— start of Document extract —
In conjunction with the sale of the Notes, the Company incurred a placement fee of $32,800 and issued 42,400 common stock warrants to the placement agents at an exercise price of $1.09 per share.  These warrants were exercised in November 2015.  The fair value of the warrants was determined to be approximately $15,000 using the Black-Scholes-Merton valuation technique.  The total direct costs of approximately $47,800 were recorded as deferred financing costs and were amortized over the term of the Notes using the effective interest method.  Further, the placement agent warrants are classified in stockholders’ equity because they achieved all of the requisite conditions for equity classification in accordance with GAAP.
During the months of January and February 2013, all holders of the Notes converted their interest in this obligation to shares of MiMedx common stock.  The total amount of debt plus accrued interest that was exchanged was approximately $5,272,000.  In conjunction with this exchange, approximately 5,272,000 shares of the Company’s common stock were issued in full satisfaction of this obligation.  Included in this total are 532,260 shares representing the CEO’s conversion of his Note.  This also resulted in the acceleration of amortization of debt discount and total interest expense of approximately $1,328,000 during the year ended December 31, 2013.
Credit Facility
On October 12, 2015, the Company and its subsidiaries entered into a Credit Agreement (the "Credit Agreement") with certain lenders and Bank of America, N.A., as administrative agent. The Credit Agreement establishes a senior secured revolving credit facility in favor of the Company with a maturity date of October 12, 2018 and an aggregate lender commitment of up to $50 million. The Credit Agreement also provides for an uncommitted incremental facility of up to $35 million, which can be exercised as one or more revolving commitment increases or new term loans, all subject to certain customary terms and conditions set forth in the Credit Agreement. Borrowings under the facility will bear interest at LIBOR plus 1.5% to 2.25%.  Fees paid in connection with the initiation of the credit facility totaled approximately $500,000.  These deferred financing costs are being amortized to interest expense over the three-year life of the facility. The Credit Agreement contains customary representations, warranties, covenants, and events of default. As of December 31, 2015, there were no outstanding revolving loans under the credit facility.
— end of Document extract —
— start of Dataset —
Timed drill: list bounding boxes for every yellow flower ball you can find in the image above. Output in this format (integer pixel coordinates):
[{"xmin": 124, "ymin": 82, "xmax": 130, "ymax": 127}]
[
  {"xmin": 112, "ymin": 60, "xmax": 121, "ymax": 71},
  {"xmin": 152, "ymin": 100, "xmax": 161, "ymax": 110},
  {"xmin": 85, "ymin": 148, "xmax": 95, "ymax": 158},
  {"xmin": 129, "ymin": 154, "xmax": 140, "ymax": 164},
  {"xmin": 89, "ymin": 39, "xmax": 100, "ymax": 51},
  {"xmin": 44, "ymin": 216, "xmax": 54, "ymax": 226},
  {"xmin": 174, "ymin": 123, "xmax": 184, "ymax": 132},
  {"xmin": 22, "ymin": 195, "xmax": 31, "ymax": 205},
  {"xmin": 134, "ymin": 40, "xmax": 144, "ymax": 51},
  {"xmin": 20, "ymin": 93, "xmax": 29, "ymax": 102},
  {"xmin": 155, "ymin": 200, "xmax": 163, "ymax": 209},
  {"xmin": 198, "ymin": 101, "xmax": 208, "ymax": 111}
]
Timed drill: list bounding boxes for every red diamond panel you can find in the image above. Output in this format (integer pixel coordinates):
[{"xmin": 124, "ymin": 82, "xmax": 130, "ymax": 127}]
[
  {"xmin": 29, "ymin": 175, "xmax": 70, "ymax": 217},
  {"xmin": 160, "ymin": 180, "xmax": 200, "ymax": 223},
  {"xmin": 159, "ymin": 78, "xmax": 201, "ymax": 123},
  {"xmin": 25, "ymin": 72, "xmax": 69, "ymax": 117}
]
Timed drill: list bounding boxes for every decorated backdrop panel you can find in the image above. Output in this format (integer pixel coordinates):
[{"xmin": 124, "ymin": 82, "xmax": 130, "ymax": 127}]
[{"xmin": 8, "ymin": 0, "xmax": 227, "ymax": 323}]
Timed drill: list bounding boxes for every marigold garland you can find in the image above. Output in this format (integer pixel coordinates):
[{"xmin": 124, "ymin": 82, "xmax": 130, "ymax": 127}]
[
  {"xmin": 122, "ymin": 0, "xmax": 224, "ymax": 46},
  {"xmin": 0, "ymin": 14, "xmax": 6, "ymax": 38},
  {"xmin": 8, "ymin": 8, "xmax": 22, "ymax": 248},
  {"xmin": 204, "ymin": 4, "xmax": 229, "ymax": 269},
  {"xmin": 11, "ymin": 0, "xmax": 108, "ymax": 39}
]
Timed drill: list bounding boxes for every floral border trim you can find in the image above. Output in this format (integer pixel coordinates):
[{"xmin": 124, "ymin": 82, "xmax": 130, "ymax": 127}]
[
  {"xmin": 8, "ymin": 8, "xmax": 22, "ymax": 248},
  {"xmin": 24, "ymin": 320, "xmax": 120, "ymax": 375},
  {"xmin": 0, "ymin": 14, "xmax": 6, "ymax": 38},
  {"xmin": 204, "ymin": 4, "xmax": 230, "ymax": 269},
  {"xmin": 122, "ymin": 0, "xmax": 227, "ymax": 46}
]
— end of Dataset —
Tasks to complete →
(A) Transcribe the part of the financing excerpt that opens with the words "During the months" and closes with "December 31, 2013.".
(B) According to the financing excerpt, on what date does the senior secured revolving credit facility mature?

Responses per task →
(A)
During the months of January and February 2013, all holders of the Notes converted their interest in this obligation to shares of MiMedx common stock.  The total amount of debt plus accrued interest that was exchanged was approximately $5,272,000.  In conjunction with this exchange, approximately 5,272,000 shares of the Company’s common stock were issued in full satisfaction of this obligation.  Included in this total are 532,260 shares representing the CEO’s conversion of his Note.  This also resulted in the acceleration of amortization of debt discount and total interest expense of approximately $1,328,000 during the year ended December 31, 2013.

(B) October 12, 2018